_EXCERPTED PASSAGE:_
GRAND ILLUSION directed by JEAN RENOIR (1937)
Running time: 114 minutes
In French with subtitles

Sometimes there's nothing better than putting on some fun TV and zoning out while you cook and clean. I just realized that ever since high school, whenever I retreat into that mode, it's always with H. Jon Benjamin, the king of voice actors. Dr. Katz, Wet Hot American Summer, Home Movies, Bob's Burgers ... what can I say? I love him. That's where I've been, with H. Jon.

So when it was time for the next installment in my Janus journey, I was somewhat hesitant to put on a 1937 French war film. And then I remembered: it's RENOIR. Renoir is the H. Jon Benjamin of directors — a man who contains a million voices, with affection for all.

I went through a pretty serious Renoir thing a very long time ago, and it had been forever since I'd seen Grand Illusion. How glad I was to get to watch it again! It's considered one of his best films — Orson Welles thought it was the best, better even than The Rules of the Game — and it was the first foreign film to be nominated for a Best Picture Oscar. But that doesn't really tell you how direct and humane it is.

_EXTRACTED MATERIAL:_
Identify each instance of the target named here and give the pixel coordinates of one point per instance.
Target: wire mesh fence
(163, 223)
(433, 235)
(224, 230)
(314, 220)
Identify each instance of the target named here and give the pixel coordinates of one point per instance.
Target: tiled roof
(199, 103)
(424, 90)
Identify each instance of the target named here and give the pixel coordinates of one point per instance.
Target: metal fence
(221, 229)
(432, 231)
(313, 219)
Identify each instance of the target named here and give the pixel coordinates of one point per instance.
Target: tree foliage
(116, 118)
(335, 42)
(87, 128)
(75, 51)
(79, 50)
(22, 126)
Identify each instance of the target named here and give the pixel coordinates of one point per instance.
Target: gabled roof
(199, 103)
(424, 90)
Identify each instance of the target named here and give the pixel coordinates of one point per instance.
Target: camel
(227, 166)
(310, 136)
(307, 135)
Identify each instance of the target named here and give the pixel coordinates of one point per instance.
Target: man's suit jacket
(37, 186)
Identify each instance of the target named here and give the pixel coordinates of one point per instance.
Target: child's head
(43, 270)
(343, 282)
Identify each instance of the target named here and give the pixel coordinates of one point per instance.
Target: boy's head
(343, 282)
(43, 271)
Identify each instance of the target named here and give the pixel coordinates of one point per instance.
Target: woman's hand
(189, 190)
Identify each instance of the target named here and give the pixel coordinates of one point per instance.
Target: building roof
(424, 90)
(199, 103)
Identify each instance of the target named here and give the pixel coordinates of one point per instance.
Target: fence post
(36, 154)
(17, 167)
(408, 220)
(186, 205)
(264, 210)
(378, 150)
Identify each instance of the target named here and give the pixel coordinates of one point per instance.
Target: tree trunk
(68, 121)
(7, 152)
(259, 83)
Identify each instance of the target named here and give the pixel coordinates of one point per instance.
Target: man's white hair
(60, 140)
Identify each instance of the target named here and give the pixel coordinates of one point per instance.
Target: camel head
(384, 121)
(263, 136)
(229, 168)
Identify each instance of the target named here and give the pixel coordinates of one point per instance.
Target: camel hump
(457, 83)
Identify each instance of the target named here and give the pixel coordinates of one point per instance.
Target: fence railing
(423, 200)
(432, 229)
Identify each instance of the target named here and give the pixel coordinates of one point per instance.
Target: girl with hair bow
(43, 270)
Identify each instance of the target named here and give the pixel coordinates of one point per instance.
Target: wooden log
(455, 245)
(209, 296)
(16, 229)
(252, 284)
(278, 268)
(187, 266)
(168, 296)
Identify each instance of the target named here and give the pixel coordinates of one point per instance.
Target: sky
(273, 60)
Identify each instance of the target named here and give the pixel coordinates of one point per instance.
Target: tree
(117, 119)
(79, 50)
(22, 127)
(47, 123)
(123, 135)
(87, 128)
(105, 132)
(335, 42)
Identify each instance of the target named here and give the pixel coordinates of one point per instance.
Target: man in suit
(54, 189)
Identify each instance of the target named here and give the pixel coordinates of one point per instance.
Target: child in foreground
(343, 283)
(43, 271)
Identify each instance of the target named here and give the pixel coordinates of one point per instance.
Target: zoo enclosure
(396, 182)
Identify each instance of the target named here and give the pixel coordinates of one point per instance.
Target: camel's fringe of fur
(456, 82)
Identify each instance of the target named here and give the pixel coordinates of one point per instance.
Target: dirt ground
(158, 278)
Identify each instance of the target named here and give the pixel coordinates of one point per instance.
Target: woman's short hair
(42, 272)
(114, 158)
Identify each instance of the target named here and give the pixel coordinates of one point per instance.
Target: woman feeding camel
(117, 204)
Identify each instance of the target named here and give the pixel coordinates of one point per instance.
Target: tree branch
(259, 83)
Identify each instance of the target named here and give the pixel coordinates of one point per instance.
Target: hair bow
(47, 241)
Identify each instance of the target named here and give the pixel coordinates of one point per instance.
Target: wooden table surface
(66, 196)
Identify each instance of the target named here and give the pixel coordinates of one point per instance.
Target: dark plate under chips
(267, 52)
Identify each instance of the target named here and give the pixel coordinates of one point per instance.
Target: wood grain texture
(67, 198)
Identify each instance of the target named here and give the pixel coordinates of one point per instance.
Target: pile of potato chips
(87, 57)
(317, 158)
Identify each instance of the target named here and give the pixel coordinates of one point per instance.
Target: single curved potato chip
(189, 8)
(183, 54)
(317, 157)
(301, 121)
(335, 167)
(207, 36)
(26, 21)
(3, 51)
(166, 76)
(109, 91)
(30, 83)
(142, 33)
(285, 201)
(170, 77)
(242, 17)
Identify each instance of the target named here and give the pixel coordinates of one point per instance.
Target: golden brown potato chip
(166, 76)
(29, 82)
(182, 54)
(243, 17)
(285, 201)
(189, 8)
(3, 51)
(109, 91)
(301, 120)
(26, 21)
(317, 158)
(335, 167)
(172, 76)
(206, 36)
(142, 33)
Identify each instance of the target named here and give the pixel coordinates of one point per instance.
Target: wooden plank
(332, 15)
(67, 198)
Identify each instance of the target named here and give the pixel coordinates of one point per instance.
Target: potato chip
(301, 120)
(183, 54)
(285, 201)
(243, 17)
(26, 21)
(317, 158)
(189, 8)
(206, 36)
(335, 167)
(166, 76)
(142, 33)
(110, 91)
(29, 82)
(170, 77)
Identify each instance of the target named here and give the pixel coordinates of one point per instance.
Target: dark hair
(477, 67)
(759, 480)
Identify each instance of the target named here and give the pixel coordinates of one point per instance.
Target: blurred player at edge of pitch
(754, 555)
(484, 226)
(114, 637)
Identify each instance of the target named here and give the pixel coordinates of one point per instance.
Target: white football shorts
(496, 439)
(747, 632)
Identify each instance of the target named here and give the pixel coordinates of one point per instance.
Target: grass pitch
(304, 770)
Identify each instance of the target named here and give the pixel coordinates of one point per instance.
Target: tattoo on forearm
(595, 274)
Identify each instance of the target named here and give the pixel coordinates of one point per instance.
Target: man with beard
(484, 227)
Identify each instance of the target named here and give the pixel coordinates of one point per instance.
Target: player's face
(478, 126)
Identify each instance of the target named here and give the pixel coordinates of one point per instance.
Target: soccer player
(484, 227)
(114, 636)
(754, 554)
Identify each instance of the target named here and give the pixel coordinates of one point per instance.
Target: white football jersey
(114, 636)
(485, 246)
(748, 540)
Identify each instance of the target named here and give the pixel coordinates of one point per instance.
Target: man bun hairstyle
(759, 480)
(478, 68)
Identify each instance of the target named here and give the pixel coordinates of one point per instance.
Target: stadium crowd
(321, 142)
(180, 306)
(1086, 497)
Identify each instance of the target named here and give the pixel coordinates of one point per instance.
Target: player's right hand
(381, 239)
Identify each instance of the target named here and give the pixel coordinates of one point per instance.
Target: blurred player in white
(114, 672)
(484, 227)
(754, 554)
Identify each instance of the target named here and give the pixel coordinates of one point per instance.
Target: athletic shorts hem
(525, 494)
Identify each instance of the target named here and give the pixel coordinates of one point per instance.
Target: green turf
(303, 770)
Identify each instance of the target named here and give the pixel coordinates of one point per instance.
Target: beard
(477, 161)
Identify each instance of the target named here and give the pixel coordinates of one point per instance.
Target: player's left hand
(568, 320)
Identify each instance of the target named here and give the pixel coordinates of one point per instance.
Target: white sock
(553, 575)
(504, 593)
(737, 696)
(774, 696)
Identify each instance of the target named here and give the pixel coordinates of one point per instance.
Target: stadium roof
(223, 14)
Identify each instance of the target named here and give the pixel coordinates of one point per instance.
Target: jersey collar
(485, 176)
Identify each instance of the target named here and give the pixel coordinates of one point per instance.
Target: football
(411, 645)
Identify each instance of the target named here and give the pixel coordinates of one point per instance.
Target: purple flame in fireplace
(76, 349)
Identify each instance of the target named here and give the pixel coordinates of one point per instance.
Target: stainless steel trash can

_TASK SET:_
(a) Copy the passage of the Grand Illusion review from "So when it was" to "humane it is." word for word.
(b) According to the Grand Illusion review, what Oscar distinction did the film earn?
(c) Continue the review of Grand Illusion, starting after its last sentence.
The rows are separate from the review of Grand Illusion.

_ANSWERS TO THE EXERCISES:_
(a)
So when it was time for the next installment in my Janus journey, I was somewhat hesitant to put on a 1937 French war film. And then I remembered: it's RENOIR. Renoir is the H. Jon Benjamin of directors — a man who contains a million voices, with affection for all.

I went through a pretty serious Renoir thing a very long time ago, and it had been forever since I'd seen Grand Illusion. How glad I was to get to watch it again! It's considered one of his best films — Orson Welles thought it was the best, better even than The Rules of the Game — and it was the first foreign film to be nominated for a Best Picture Oscar. But that doesn't really tell you how direct and humane it is.

(b) It was the first foreign film to be nominated for a Best Picture Oscar.

(c)
Captain de Boeldieu (a precise and elegant Pierre Fresnay, reminding me visually of Boardwalk Empire's Richard Harrow character) and Lt. Marechal (Jean Gabin, ownin' tha screen) are shot down and become prisoners of war during WWI. We follow them through their captivity and attempts at escape. We see the friends and alliances they make, and realize from the get-go that de Boeldieu is an aristocrat, whereas Marechal is more of a regular, working-class Joe Lunchpail. They both know it, are aware of their differences, and talk about it with other people — though not so much with each other.

They end up under the supervision of RITTMEISTER VON RAUFFENSTEIN (say it! out loud!) played by the inimitable Erich von Stroheim. He connects with de Boeldieu because they're both from the doomed, outmoded upper class, and theirs is one of the movies' saddest friendships-that-might-have-been. Von Stroheim's costume in the second half of the film might be among my top five wish-list costumes that I would never be able to pull off (but a girl can dream).

No spoilers here, but suffice it to say the characters are full and fascinating, a pleasure to watch, and few films of this era and subject matter feel so warm and empathetic. And yet even though this may look like a tea party compared to the blood and guts of later war movies, its impact is no less devastating. De Boeldieu and von Rauffenstein may have an easier time reaching across borders than class lines, but in wartime the rules of engagement must ultimately assert themselves. Put another way: there's no such thing as civilized war.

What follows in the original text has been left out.